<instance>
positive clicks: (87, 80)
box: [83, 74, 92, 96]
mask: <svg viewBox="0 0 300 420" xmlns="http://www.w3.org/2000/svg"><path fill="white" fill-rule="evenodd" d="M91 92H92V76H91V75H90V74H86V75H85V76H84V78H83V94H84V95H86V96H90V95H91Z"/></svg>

---+---

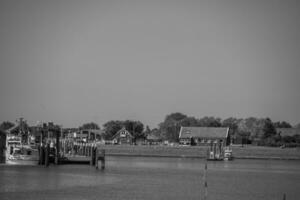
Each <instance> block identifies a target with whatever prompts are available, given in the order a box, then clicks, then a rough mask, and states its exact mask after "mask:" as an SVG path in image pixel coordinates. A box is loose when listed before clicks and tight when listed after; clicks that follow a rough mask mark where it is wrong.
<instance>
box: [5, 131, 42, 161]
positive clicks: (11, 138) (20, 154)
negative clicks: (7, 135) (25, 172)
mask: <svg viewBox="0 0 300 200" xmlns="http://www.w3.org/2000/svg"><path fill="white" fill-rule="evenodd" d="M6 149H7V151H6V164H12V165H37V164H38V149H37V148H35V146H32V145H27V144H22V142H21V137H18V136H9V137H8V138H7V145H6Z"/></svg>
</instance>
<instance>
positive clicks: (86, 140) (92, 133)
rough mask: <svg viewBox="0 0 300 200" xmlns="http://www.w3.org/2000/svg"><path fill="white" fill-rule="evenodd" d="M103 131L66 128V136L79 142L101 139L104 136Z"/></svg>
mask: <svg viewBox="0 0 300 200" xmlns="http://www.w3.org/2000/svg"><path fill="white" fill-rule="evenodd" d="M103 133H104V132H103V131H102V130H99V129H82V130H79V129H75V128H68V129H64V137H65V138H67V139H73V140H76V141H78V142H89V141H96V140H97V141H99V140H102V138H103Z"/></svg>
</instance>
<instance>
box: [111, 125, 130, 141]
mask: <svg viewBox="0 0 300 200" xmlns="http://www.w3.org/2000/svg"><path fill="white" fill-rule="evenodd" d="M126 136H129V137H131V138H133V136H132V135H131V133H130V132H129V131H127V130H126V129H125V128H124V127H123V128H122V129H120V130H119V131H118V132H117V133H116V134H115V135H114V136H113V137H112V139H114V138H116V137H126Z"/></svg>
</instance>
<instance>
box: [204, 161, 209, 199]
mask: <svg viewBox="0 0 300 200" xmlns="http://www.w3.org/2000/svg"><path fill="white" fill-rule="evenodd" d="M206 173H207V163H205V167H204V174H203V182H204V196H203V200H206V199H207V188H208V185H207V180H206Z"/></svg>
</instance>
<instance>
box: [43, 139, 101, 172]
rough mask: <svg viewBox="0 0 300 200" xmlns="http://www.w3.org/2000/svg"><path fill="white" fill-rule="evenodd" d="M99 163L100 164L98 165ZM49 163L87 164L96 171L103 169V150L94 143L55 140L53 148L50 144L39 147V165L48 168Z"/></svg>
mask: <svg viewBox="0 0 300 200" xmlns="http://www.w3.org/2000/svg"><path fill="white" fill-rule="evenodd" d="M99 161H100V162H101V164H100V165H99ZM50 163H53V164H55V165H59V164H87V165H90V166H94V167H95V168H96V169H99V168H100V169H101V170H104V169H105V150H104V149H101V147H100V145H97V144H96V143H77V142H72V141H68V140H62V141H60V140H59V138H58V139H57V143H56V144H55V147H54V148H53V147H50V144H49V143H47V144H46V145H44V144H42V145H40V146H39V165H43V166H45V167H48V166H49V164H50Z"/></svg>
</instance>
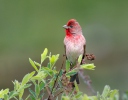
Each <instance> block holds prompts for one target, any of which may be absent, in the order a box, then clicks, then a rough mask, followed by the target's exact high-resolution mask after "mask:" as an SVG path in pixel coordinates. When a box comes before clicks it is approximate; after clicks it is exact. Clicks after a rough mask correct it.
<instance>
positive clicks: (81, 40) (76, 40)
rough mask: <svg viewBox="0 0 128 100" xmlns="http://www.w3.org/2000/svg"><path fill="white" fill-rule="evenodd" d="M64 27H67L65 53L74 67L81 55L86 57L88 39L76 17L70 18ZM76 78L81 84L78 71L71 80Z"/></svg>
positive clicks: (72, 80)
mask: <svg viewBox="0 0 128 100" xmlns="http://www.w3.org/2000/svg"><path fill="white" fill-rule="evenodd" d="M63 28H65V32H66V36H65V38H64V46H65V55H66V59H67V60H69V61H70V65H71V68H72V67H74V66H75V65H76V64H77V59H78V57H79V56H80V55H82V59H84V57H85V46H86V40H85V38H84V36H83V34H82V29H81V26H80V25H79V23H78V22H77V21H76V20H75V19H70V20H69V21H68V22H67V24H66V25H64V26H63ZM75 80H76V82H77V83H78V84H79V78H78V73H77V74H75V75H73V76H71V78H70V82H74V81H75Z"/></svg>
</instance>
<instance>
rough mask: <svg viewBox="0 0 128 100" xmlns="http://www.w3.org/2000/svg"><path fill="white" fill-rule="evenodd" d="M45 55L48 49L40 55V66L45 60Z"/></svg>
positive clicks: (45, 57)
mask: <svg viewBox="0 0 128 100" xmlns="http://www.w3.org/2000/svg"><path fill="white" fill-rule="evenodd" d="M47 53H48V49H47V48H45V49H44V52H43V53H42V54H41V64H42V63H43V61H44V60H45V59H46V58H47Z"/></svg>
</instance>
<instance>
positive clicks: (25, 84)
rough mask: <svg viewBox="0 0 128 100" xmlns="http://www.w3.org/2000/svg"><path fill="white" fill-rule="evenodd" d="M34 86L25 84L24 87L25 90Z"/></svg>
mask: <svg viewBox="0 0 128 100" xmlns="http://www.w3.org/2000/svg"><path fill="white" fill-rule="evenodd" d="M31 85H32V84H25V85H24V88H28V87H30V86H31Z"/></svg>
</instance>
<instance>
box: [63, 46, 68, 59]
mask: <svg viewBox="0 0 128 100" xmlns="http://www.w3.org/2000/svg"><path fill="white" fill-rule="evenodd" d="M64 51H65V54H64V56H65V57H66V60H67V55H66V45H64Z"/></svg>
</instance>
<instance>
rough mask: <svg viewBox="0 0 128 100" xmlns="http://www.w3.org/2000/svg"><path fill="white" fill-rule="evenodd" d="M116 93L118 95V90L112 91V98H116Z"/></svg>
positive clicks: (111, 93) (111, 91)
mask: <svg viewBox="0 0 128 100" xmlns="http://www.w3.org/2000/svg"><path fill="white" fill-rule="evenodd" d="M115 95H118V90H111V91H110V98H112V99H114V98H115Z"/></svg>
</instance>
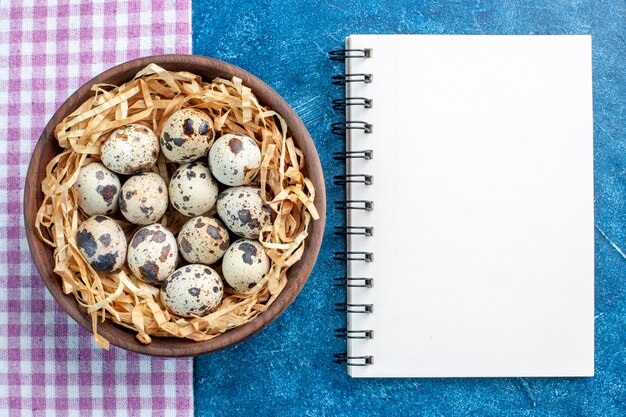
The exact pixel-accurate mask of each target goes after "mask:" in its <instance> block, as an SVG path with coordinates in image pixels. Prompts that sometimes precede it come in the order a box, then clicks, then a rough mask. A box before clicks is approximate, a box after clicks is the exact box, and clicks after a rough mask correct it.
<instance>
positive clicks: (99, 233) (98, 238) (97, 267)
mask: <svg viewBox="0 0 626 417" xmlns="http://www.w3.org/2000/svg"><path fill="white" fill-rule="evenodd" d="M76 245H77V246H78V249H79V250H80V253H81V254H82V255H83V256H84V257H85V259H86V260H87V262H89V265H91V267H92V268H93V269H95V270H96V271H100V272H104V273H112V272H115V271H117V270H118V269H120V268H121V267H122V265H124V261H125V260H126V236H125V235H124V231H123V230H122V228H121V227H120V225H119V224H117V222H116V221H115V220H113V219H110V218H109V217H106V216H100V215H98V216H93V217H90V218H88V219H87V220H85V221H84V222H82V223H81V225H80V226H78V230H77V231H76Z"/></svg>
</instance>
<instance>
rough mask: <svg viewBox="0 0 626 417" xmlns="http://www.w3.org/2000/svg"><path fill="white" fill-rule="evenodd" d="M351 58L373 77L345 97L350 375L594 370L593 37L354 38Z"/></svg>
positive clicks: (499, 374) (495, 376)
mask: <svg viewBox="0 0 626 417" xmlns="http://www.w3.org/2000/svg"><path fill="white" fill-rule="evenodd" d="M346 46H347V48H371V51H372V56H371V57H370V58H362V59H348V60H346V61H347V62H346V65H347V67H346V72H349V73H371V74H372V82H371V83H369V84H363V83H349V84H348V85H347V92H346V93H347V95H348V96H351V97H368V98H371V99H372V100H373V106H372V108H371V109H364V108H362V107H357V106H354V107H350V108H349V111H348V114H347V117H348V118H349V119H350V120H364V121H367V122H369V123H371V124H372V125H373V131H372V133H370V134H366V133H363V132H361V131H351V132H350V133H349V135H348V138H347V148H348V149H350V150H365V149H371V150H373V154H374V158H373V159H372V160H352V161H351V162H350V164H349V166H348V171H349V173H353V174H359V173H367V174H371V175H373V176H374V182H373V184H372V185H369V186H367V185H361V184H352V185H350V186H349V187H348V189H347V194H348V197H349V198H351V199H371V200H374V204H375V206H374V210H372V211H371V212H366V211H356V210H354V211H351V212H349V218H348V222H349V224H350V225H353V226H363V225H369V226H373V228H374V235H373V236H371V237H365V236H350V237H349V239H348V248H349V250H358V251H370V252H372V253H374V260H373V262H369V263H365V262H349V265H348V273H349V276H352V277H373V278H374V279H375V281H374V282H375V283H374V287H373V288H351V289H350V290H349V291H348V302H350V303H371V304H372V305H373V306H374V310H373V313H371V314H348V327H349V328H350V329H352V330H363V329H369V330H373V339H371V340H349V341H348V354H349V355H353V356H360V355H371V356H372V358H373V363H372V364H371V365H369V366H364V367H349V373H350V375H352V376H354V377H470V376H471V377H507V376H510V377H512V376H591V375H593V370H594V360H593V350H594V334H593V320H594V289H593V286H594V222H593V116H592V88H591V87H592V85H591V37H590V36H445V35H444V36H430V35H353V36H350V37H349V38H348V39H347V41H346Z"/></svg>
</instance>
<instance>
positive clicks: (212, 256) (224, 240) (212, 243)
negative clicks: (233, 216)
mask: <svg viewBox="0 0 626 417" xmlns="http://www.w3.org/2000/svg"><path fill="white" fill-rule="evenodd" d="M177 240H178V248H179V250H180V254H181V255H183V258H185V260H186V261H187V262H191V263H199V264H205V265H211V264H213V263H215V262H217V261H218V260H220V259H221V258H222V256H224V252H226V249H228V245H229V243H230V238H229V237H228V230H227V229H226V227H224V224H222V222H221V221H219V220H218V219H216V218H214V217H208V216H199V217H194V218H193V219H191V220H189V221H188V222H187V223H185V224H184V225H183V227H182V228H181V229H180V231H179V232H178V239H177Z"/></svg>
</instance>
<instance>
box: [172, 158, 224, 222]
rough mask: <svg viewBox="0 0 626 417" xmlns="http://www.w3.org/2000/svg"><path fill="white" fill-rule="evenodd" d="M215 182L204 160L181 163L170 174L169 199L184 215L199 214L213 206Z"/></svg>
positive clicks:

---+---

How many lines in the entries above contain the string "correct"? Reply with the number only.

2